## begin Text extract
However, the end-to-end (ETE) resilience and proactive resource management in such slice enable 5G/6G networks is not taken into account by the majority of the effort [12]. Besides, the dynamic nature of network conditions and user demands pose major challenges to maintaining optimal performance and ensuring service continuity. Thereby, innovative methods are needed to dynamically adapt resource allocation for varying traffic loads and potential network disruptions. To overcome this complexity, the incorporation of deep RL (DRL) [13] and convergence of metaheuristic optimization algorithm provides a promising way. Renowned for the capability to explore vast solution space as well as determine near-optimal solutions, the metaheuristic algorithms can be employed to leverage the DRL agents. Meanwhile, the DRL permits the advancement of intelligent resource management tactics that can adapt to real-time network conditions with its ability to learn policies through interaction with the environment. This combination offers a supportive framework for accomplishing ETE resilient and proactive resource management in slice-enable 5G/6G networks. Through the incorporation of the metaheuristic’s global search ability with adaptive learning of DRL, it is possible to introduce a system that not only optimizes current resource allocation but also addresses potential future disruptions. The major contributions of the proposed method are provided below as follows:

To propose an enhanced metaheuristic-DRL model, which offers proactiveness and resilience properties for improving the efficiency of resource allocation in slice-enabled 6G networks. A metaheuristic, improved manta ray foraging optimization algorithm (ImpMRFO) algorithm is incorporated into the proposed model instead of solely relying on DRL to enhance the exploration and exploitation balance in RL training. This improves the learning process and avoids suboptimal convergence. A Chebyshev chaotic map and levy flight are incorporated into a standard manta ray foraging optimization (MRFO) algorithm to address local optima issues and improve convergence performance. To compare the performance of the proposed method with prevailing models for demonstrating the superiority in resource usage, minimization of resilience time and improved performance.
## end Text extract
## begin Data listing
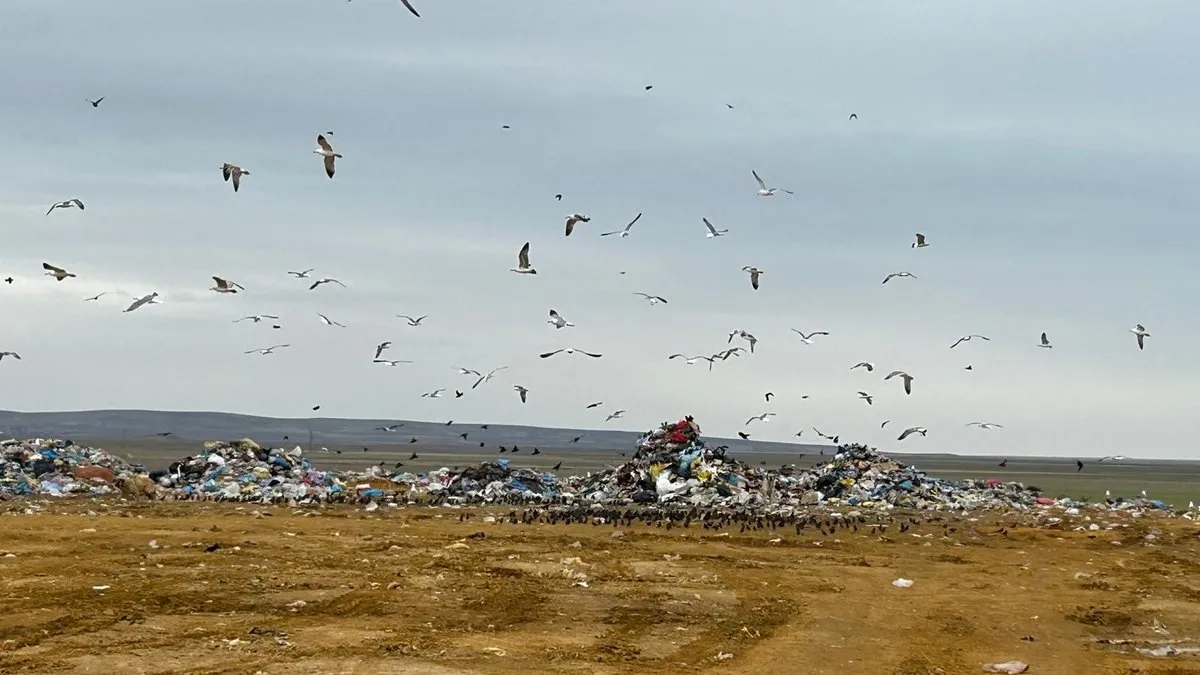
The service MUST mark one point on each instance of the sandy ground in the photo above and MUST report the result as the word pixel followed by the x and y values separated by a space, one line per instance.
pixel 89 586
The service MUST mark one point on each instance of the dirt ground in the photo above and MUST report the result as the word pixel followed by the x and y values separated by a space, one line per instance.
pixel 89 586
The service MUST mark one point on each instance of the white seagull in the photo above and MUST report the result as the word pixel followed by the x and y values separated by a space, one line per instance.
pixel 327 151
pixel 763 191
pixel 523 266
pixel 623 232
pixel 1140 332
pixel 907 380
pixel 557 320
pixel 66 204
pixel 265 351
pixel 570 351
pixel 893 275
pixel 712 231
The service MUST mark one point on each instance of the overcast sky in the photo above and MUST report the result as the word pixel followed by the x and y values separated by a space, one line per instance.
pixel 1049 151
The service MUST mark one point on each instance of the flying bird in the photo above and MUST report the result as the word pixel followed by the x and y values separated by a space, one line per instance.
pixel 570 351
pixel 623 232
pixel 557 320
pixel 265 351
pixel 712 231
pixel 754 275
pixel 574 219
pixel 55 272
pixel 967 339
pixel 907 380
pixel 1140 332
pixel 327 151
pixel 893 275
pixel 763 191
pixel 233 172
pixel 66 204
pixel 523 262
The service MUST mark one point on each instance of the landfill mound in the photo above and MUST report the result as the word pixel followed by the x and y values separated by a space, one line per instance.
pixel 672 466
## end Data listing
__Tasks__:
a - Answer these questions from the excerpt on resource management in slice-enabled networks:
(i) Which two aspects of slice-enabled 5G/6G networks does the majority of the effort not take into account?
(ii) Through what does DRL learn its policies?
(iii) Which two additions are made to the standard MRFO algorithm?
b - Return, copied word for word, the part of the excerpt on resource management in slice-enabled networks that opens with the words containing "To propose an" and closes with "and improved performance.".
The listing is not needed for this work.

__The results__:
a -
(i) End-to-end (ETE) resilience and proactive resource management.
(ii) Through interaction with the environment.
(iii) A Chebyshev chaotic map and levy flight.

b -
To propose an enhanced metaheuristic-DRL model, which offers proactiveness and resilience properties for improving the efficiency of resource allocation in slice-enabled 6G networks. A metaheuristic, improved manta ray foraging optimization algorithm (ImpMRFO) algorithm is incorporated into the proposed model instead of solely relying on DRL to enhance the exploration and exploitation balance in RL training. This improves the learning process and avoids suboptimal convergence. A Chebyshev chaotic map and levy flight are incorporated into a standard manta ray foraging optimization (MRFO) algorithm to address local optima issues and improve convergence performance. To compare the performance of the proposed method with prevailing models for demonstrating the superiority in resource usage, minimization of resilience time and improved performance.